The exercise → Begin with the line that contains "segment <item>green arch" and transcribe each line after it, up to and including the last line of the listing below.

Data provided →
··········
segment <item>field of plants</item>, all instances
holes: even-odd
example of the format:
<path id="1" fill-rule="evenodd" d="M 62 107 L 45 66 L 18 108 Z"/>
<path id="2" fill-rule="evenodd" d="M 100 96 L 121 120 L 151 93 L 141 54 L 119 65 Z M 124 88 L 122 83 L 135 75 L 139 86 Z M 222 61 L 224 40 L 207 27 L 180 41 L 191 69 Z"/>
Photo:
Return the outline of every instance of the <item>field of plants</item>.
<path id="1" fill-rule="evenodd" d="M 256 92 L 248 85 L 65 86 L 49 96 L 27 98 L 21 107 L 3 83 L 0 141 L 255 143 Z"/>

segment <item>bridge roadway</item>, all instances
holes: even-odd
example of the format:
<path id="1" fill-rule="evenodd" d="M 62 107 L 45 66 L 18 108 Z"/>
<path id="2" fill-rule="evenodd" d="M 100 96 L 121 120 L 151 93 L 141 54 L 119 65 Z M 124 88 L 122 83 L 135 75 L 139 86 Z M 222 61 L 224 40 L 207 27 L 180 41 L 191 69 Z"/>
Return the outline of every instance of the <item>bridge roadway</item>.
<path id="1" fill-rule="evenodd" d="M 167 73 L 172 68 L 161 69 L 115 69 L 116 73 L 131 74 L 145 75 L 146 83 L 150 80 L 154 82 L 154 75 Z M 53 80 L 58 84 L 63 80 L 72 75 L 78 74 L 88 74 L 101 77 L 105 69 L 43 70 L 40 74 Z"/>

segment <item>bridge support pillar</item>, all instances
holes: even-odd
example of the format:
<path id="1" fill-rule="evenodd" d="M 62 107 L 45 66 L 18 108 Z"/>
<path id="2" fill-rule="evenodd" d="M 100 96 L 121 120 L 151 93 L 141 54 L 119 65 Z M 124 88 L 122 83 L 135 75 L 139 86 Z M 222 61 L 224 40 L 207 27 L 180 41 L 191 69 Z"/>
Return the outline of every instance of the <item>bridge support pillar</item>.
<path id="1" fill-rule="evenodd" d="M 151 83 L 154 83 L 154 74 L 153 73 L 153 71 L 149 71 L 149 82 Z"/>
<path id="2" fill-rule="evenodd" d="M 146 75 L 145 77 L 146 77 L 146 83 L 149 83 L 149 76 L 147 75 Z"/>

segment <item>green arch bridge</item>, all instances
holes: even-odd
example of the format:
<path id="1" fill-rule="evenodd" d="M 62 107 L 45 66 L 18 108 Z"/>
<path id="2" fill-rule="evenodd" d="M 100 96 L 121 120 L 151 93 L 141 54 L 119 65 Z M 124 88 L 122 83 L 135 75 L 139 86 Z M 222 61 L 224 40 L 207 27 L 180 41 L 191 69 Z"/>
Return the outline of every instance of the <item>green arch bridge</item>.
··········
Task solution →
segment <item>green arch bridge</item>, all instances
holes: even-odd
example of the format:
<path id="1" fill-rule="evenodd" d="M 62 107 L 45 66 L 18 108 Z"/>
<path id="2" fill-rule="evenodd" d="M 100 96 L 121 120 L 151 93 L 141 54 L 119 65 Z M 124 88 L 122 83 L 135 75 L 139 86 Z M 222 61 L 224 40 L 207 27 L 180 41 L 191 69 Z"/>
Return the outline of every instance of the <item>green arch bridge</item>.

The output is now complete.